## Start Records for the exercise

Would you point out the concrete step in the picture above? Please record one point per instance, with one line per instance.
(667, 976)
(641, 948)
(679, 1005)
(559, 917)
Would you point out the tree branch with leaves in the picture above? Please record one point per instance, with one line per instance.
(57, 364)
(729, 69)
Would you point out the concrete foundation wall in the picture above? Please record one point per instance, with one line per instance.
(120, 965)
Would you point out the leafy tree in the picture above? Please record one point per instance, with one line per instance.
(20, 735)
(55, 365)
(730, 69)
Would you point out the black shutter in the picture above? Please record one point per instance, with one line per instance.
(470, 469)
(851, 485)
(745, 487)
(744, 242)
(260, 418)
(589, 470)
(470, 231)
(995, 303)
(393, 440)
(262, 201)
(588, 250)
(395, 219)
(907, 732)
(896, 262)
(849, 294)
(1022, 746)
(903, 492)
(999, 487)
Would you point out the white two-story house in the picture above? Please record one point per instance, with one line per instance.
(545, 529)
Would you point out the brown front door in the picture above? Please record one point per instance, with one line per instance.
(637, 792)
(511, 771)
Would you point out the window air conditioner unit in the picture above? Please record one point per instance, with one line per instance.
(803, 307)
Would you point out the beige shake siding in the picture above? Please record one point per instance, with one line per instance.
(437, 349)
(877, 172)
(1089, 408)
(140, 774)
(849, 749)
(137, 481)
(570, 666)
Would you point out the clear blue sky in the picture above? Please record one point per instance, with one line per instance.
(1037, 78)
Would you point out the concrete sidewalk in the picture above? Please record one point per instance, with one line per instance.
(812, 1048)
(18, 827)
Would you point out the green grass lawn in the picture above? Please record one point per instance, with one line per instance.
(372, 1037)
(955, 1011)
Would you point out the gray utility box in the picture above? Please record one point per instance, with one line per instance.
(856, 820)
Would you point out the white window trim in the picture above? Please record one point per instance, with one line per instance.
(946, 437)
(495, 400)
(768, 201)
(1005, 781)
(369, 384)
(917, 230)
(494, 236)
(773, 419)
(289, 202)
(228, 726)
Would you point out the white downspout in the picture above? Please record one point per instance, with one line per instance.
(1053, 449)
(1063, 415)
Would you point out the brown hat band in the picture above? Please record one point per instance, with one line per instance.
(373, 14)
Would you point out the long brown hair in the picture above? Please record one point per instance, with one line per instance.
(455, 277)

## End Records for the exercise

Task to carry out
Duplicate verbatim the lines of the material, starting at the line that contains "Would you point out the green" and ending at the last line of the material, both included.

Result of this task
Would you point out the green grass lawn in the picture above? Please record one point per instance, with one line per instance.
(372, 1037)
(955, 1011)
Would you point out the gray utility box in the picture above? Please record one point per instance, with one line per instance.
(856, 820)
Would you point out the white window trim in the picture above? Please record one point per instance, with one line per instance.
(946, 437)
(495, 400)
(768, 201)
(1005, 781)
(369, 384)
(917, 230)
(494, 236)
(773, 419)
(289, 202)
(228, 726)
Would you point out the white downspout in the picture above? Please record one point per instance, with one line per instance.
(1053, 449)
(1063, 415)
Would you point out the brown hat band in the picture above? Please record one point per instance, with one line per instance.
(373, 14)
Would you point out the long brown hair in the picture above? Please record one point per instance, with one line per instance.
(455, 277)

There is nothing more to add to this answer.